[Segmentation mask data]
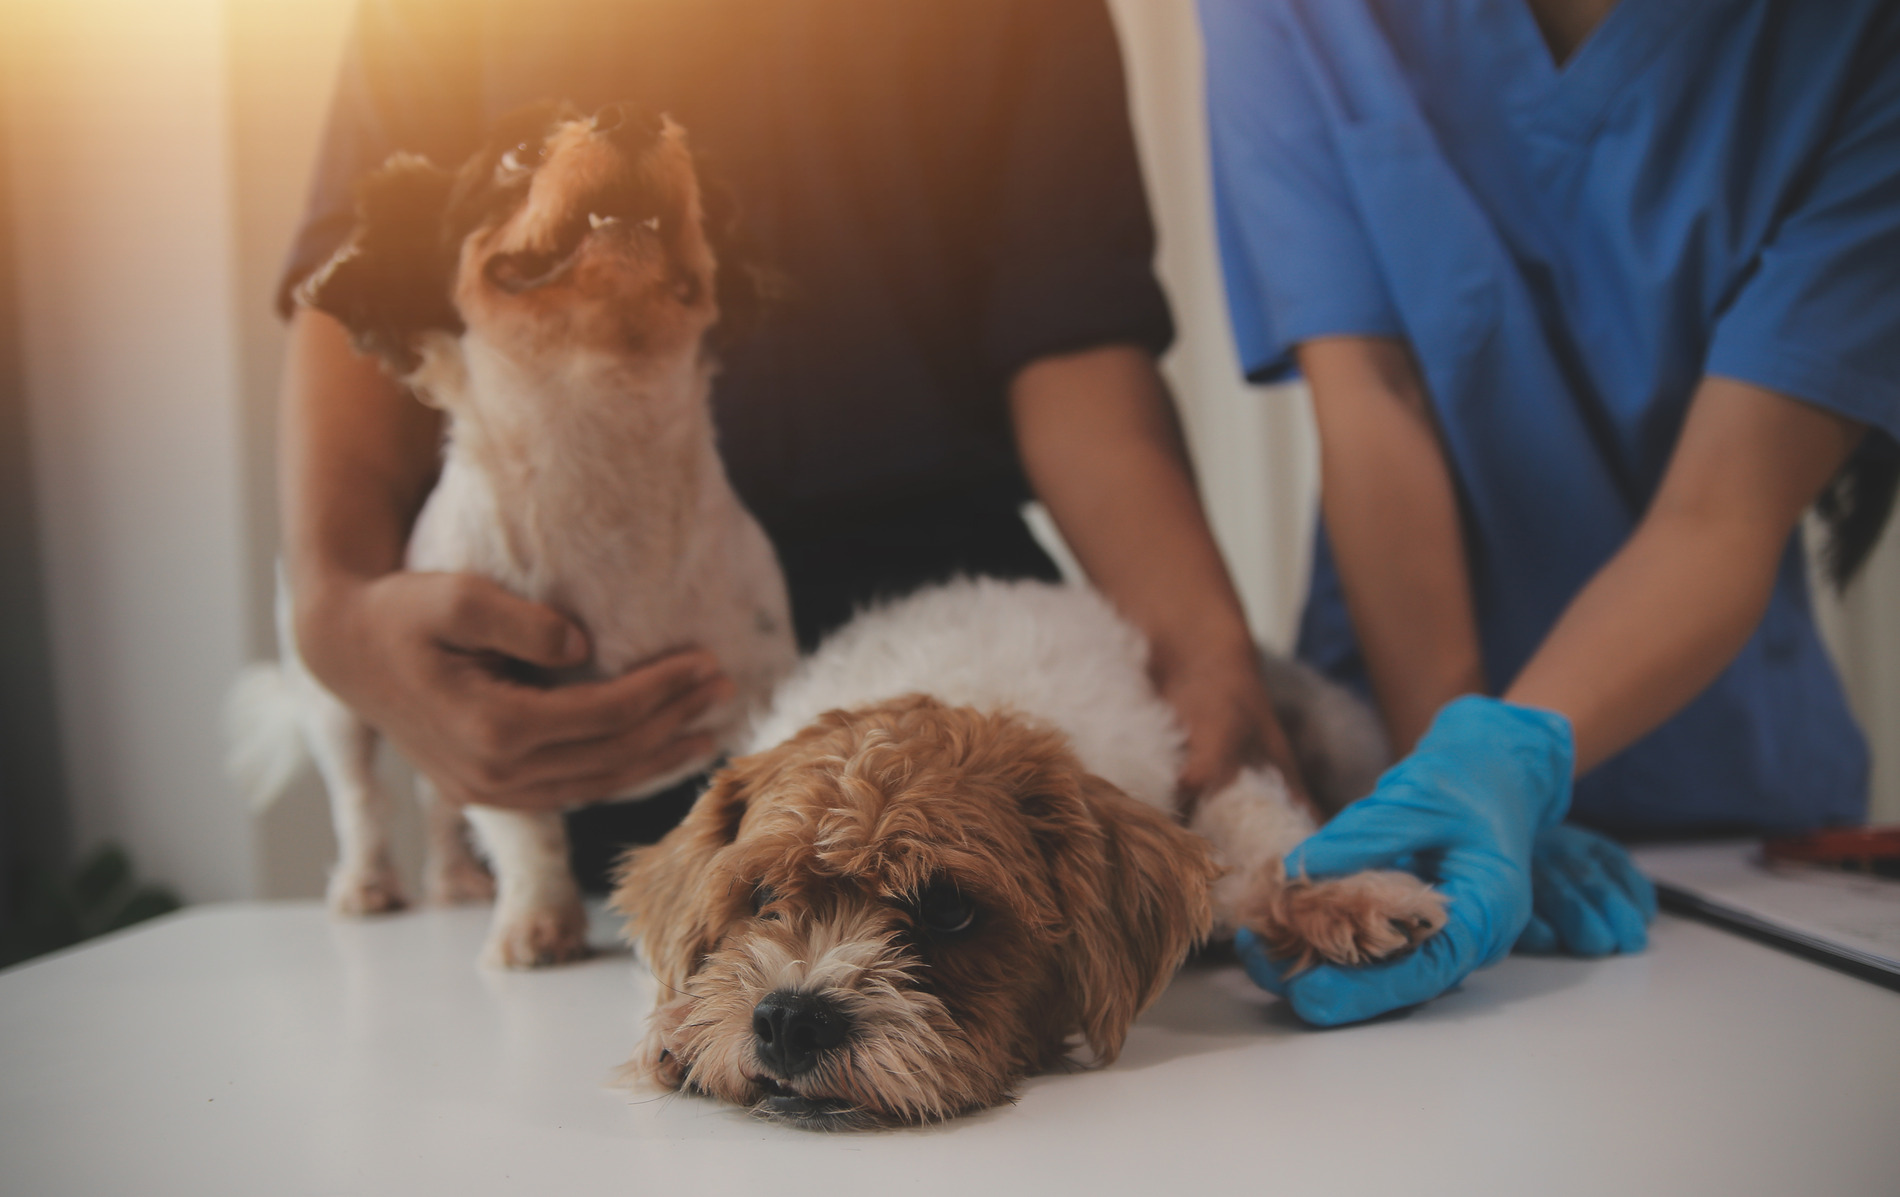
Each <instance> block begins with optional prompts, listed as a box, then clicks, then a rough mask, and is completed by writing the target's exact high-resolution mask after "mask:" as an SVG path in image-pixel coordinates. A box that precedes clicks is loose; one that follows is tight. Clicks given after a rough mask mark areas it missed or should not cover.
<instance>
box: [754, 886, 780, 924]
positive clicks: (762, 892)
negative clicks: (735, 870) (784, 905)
mask: <svg viewBox="0 0 1900 1197" xmlns="http://www.w3.org/2000/svg"><path fill="white" fill-rule="evenodd" d="M777 901H779V891H777V889H773V887H771V885H760V887H758V889H754V891H752V918H779V916H777V914H771V912H768V910H766V906H769V904H773V902H777Z"/></svg>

What you will do:
In the records above, find every line containing the word "instance" and show it.

Task answer:
Each <instance> block begins with optional prompts, listed as a box, then clicks, then a rough mask, and is completed by writing the target's exact high-resolution mask after "mask:" as an SVG path in image-pixel coordinates. A box that precedes clicks is loose; one that follows is tight. Clicks given after a rough mask mark areas it missed or should not cover.
<instance>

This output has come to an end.